# [Challenges]
a - In the Layton Brothers article, condense the paragraph beginning "The game is told from the perspective" into a short bulleted list that keeps its main facts.
b - Using the Layton Brothers article, answer each question in one line, marked (i), (ii) and (iii) to match:
(i) Who are the composers listed for the game?
(ii) In which anime series do Lucy Baker and Alfendi Layton make a cameo?
(iii) What nickname does Lucy give Alfendi's alternate persona?
c - Reproduce the part of the Layton Brothers article that opens with the words containing "Layton Brothers: Mystery Room (Note: Japanese: Reiton" and closes with "September 5, 2013.".

- Developer: Matrix Software
- Publisher: Level-5
- Director: Tatsuya Shinkai
- Producer: Akihiro Hino
- Designer: Tatsuya Shinkai
- Composers: Yuzo Koshiro Takeshi Yanagawa Takeshi Arai
- Series: Professor Layton
- Platforms: iOS, Android
- Release: iOSJP: September 21, 2012; NA: June 27, 2013; EU: June 27, 2013; AndroidWW: September 5, 2013;
- Genres: Adventure, Puzzles
- Mode: Single-player

= Layton Brothers: Mystery Room =

Japanese puzzle adventure video game

Layton Brothers: Mystery Room (Note: Japanese: Reiton Burazāzu Misuterī Rūmu (レイトンブラザーズ・ミステリールーム)) is a puzzle adventure video game for iOS and Android, published by Level-5. It is a spin-off of the Professor Layton series, following rookie investigator Lucy Baker, who works with genius detective Alfendi Layton, son of Hershel Layton, in a special department of Scotland Yard's crime investigation unit known as the "Mystery Room". The game was released in Japan on September 21, 2012, and in English on June 27, 2013. An Android version was released on September 5, 2013.

After being mentioned in 2017's Layton's Mystery Journey, Lucy Baker and Alfendi Layton cameo in the final episode of the 2018–2019 anime series Layton Mystery Tanteisha: Katori no Nazotoki File.

== Story ==
The game is told from the perspective of newly minted detective constable Lucy Baker, who begins her new job at New Scotland Yard's "Mystery Room", a department of the Serious Crime Division that solves the cases no one else can. Working with Alfendi Layton, a brilliant but reportedly "unstable" investigator, Lucy discovers that he has a dissociative identity disorder over which he has no control. His alternate persona, which Lucy nicknames "Potty Prof", exhibits a largely uninhibited and sometimes vicious personality with a performative flair, professing an admiration of skilful criminals and the "beauty" of a clever murder, but holding a cold and unforgiving attitude towards the fates of perpetrators.

# [Data listing]
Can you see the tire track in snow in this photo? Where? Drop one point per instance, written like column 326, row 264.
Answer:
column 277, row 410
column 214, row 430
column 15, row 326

# [Answers per task]
a -
- The game is told from the perspective of Lucy Baker, a newly minted detective constable.
- She starts work at New Scotland Yard's "Mystery Room," a Serious Crime Division department that solves the cases no one else can.
- She works with Alfendi Layton, a brilliant but reportedly "unstable" investigator.
- Alfendi has a dissociative identity disorder that he cannot control.
- Lucy nicknames his alternate persona "Potty Prof."
- The persona is largely uninhibited, sometimes vicious and performative.
- It admires skillful criminals and the "beauty" of a clever murder but is cold and unforgiving about the fates of perpetrators.

b -
(i) Yuzo Koshiro, Takeshi Yanagawa and Takeshi Arai
(ii) Layton Mystery Tanteisha: Katori no Nazotoki File
(iii) "Potty Prof"

c -
Layton Brothers: Mystery Room (Note: Japanese: Reiton Burazāzu Misuterī Rūmu (レイトンブラザーズ・ミステリールーム)) is a puzzle adventure video game for iOS and Android, published by Level-5. It is a spin-off of the Professor Layton series, following rookie investigator Lucy Baker, who works with genius detective Alfendi Layton, son of Hershel Layton, in a special department of Scotland Yard's crime investigation unit known as the "Mystery Room". The game was released in Japan on September 21, 2012, and in English on June 27, 2013. An Android version was released on September 5, 2013.